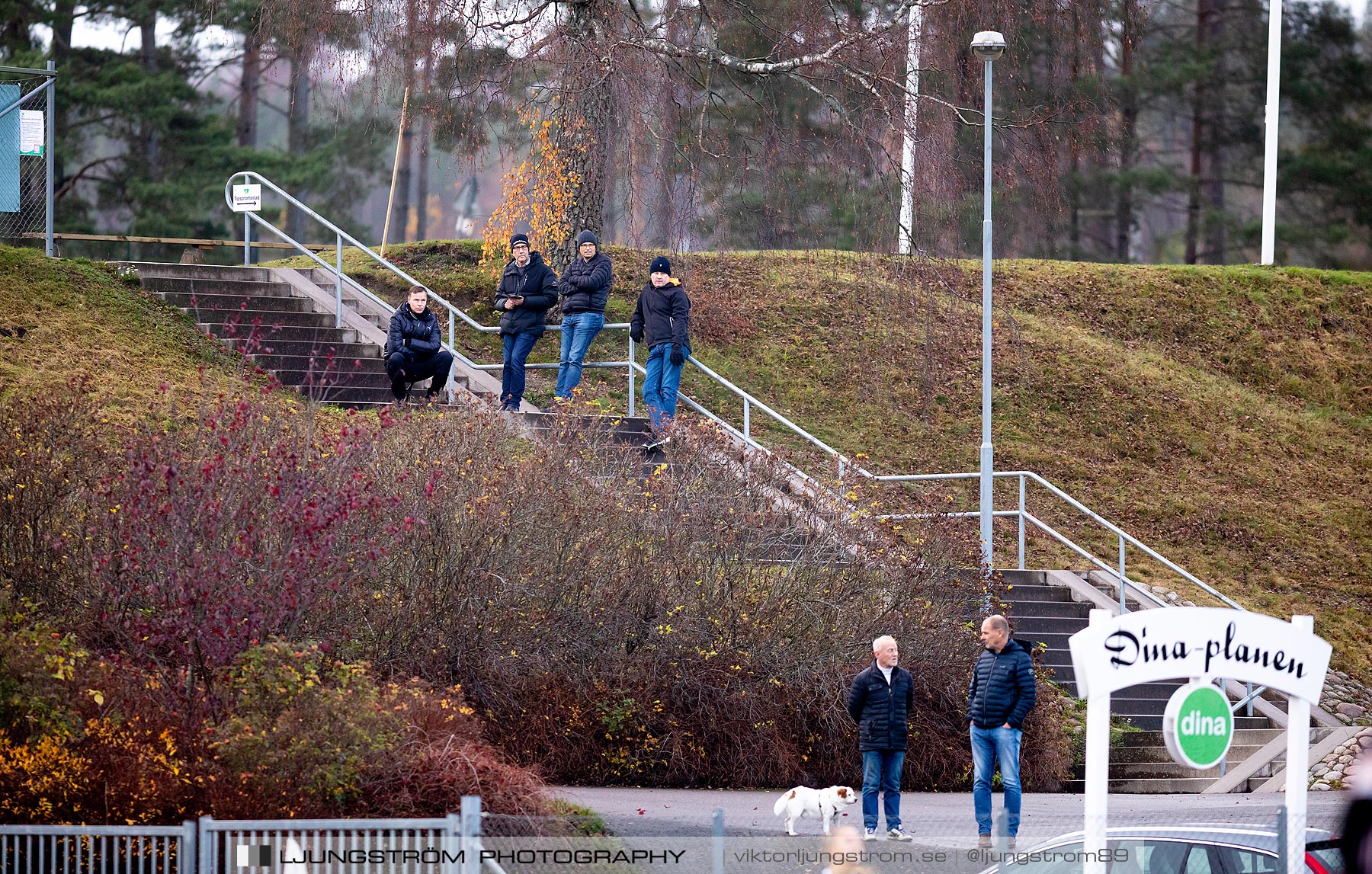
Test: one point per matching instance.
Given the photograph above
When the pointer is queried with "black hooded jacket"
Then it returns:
(585, 284)
(422, 331)
(538, 284)
(881, 709)
(1002, 688)
(662, 315)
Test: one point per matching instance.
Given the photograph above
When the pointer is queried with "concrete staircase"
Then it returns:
(283, 322)
(1049, 615)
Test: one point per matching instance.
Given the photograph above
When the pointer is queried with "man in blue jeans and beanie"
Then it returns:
(1001, 696)
(527, 290)
(880, 702)
(660, 322)
(585, 290)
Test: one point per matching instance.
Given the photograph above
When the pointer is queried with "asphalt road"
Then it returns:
(686, 812)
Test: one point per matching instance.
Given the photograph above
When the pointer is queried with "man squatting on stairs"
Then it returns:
(585, 290)
(415, 347)
(660, 320)
(1001, 696)
(527, 291)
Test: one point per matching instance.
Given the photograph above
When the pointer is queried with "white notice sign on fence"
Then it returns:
(30, 132)
(247, 198)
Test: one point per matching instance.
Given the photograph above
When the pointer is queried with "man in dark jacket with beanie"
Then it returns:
(1001, 697)
(585, 290)
(660, 320)
(415, 347)
(527, 290)
(880, 702)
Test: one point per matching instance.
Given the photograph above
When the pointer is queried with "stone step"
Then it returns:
(147, 269)
(1050, 610)
(242, 287)
(620, 427)
(1154, 722)
(1162, 770)
(268, 319)
(1154, 755)
(1036, 593)
(258, 337)
(267, 347)
(1037, 626)
(1242, 737)
(198, 301)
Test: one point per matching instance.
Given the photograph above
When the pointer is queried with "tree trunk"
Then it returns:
(583, 130)
(298, 120)
(422, 181)
(252, 82)
(151, 136)
(1128, 128)
(1198, 118)
(1214, 142)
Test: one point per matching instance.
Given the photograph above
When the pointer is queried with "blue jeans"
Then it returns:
(660, 385)
(578, 332)
(988, 747)
(518, 346)
(881, 773)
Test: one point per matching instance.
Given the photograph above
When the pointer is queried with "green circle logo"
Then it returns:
(1198, 726)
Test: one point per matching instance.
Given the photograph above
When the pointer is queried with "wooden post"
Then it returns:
(396, 168)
──────
Set down all of the entries exactly. Leave the pictures out.

Test: one point per matching instance.
Given the photograph above
When the pointer is queried with "black hooded jacket"
Then it returns:
(585, 284)
(422, 331)
(538, 284)
(881, 709)
(1002, 688)
(662, 315)
Test: one point per matching instance.
Given the photograph above
When the pointer is queried with "concrete staircase"
Then it returns:
(283, 322)
(1049, 615)
Test: one point per matching instance.
Given the photograph above
When the pointer is queried with "man in blue jeans and beanie"
Then it returns:
(1001, 696)
(527, 290)
(880, 702)
(660, 322)
(585, 290)
Test: one point per matching instance.
Given the photograph above
When the pointer is queried with "asphalt road"
Then it returns:
(686, 812)
Test: one point per matching instance.
Given the photograph above
When the pointer is queried with "man squatting on stairs"
Then it returns:
(585, 290)
(415, 347)
(660, 320)
(1001, 696)
(527, 291)
Test: one point per matching instance.
Given the photograph above
When the pointer is queried with "white notice sign on fence"
Then it returns:
(30, 132)
(247, 198)
Test: one point per matching instance.
Given the photograph above
When the pointer is queried with "man in dark jacket with beanie"
Then it returns:
(1001, 697)
(585, 290)
(660, 320)
(415, 347)
(527, 290)
(880, 702)
Test: one point per matching instance.
Given the photograph above
When the pointer is queried with "stone step"
Then it returns:
(147, 269)
(1050, 610)
(242, 287)
(620, 427)
(1154, 722)
(1162, 770)
(268, 319)
(1154, 755)
(1036, 593)
(258, 337)
(267, 347)
(1037, 626)
(1242, 737)
(198, 301)
Test: one point per matching instance.
Given the photograph above
When the pointer is queried with "tree trunk"
Then it returns:
(583, 130)
(298, 120)
(422, 181)
(252, 82)
(151, 136)
(1128, 128)
(1198, 118)
(1214, 142)
Test: one point per matching instance.
Given the photograph above
When the pointer is queried with "blue jeans"
Then it returns:
(660, 385)
(578, 332)
(988, 747)
(518, 346)
(881, 773)
Test: one point per matching instance.
Given the photograph above
When the pointer is queried with "green circle logo"
Then it returns:
(1198, 726)
Test: one point per matching instance.
Given the photograph above
When the pointer is queried with "wooden post"
Then it returns:
(396, 168)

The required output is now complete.